───── Data records ─────
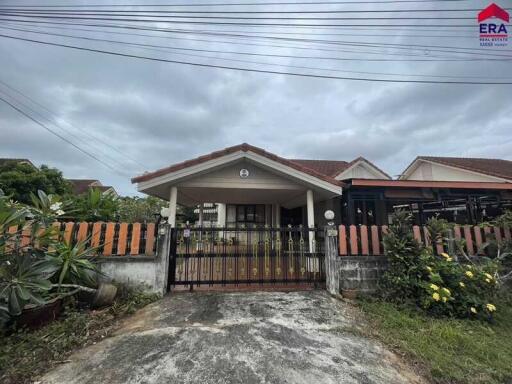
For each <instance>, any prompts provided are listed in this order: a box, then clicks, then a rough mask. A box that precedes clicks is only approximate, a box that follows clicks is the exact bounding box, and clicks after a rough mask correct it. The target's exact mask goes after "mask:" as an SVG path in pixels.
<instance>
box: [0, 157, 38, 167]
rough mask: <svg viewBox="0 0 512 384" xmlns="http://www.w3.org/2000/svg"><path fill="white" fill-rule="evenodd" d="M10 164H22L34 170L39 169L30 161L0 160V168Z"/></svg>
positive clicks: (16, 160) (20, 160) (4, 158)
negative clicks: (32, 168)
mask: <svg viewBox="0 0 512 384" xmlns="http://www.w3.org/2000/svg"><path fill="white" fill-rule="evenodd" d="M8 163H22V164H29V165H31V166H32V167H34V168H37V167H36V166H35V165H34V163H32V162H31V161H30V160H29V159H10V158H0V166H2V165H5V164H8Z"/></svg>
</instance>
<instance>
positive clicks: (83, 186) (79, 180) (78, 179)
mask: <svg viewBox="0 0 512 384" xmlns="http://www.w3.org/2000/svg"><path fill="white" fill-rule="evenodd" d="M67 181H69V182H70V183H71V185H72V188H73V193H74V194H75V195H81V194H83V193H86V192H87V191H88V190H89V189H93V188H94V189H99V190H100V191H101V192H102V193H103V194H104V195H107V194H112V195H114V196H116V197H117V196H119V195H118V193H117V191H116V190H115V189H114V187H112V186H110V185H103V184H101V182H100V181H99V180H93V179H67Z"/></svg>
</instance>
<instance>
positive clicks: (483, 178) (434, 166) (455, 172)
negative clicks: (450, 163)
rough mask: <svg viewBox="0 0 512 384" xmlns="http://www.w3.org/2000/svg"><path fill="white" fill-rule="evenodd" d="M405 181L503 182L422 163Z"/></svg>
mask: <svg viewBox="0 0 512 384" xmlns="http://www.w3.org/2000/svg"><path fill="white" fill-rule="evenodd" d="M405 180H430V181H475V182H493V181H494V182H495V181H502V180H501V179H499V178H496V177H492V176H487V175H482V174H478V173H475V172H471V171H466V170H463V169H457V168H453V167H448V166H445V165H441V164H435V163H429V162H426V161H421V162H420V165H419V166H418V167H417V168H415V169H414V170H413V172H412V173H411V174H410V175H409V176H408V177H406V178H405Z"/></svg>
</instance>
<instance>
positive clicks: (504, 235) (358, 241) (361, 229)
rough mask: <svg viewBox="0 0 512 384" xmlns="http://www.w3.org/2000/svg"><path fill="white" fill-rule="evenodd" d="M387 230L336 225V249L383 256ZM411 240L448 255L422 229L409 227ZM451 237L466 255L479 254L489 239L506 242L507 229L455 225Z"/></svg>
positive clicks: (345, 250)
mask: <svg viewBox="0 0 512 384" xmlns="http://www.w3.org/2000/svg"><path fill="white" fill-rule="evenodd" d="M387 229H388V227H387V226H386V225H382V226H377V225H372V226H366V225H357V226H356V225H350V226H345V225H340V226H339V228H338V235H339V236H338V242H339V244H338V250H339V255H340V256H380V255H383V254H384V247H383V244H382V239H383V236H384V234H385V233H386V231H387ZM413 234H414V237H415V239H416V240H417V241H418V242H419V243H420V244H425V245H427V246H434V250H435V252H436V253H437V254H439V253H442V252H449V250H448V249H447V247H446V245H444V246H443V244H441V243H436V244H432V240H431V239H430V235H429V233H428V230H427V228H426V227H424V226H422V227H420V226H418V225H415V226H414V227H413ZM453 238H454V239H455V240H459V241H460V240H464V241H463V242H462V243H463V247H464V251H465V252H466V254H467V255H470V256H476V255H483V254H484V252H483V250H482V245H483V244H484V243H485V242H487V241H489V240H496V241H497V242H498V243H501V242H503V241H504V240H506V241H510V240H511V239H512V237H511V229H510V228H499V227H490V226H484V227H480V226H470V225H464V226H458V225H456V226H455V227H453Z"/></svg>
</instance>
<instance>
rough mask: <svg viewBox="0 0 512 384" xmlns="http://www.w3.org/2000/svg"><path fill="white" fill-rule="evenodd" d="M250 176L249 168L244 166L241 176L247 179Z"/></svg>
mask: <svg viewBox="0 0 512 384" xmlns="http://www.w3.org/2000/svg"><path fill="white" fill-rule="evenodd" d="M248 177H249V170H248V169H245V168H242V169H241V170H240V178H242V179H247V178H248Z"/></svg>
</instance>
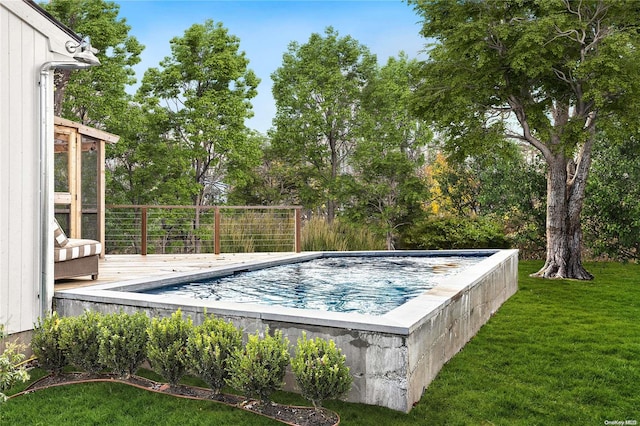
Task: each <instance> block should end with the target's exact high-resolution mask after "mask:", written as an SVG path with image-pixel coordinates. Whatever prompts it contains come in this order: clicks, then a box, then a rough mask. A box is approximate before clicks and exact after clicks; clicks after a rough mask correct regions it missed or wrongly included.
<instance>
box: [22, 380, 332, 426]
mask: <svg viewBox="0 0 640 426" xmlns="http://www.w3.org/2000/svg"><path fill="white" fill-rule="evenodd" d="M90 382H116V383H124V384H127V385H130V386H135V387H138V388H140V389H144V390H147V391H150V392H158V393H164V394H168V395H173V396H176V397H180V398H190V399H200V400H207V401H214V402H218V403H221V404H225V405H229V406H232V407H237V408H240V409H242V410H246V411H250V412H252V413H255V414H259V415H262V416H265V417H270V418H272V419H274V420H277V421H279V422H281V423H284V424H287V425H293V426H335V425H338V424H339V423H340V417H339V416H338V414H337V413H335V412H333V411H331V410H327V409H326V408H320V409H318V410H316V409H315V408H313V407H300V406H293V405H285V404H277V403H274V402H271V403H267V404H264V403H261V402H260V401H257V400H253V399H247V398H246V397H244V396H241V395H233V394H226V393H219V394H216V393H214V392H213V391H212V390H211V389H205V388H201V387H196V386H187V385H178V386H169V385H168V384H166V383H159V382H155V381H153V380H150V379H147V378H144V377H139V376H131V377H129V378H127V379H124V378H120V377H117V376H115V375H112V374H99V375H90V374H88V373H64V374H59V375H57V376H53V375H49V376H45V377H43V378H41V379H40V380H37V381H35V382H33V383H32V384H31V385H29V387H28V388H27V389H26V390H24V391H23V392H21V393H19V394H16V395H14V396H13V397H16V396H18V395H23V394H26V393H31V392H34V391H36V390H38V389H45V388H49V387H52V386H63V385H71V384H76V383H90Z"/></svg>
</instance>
─────
— Assignment —
Find every line in the records above that contains the string "negative" and copy each one out in full. Case counts.

— Exercise solution —
negative clicks: (32, 168)
negative clicks: (450, 163)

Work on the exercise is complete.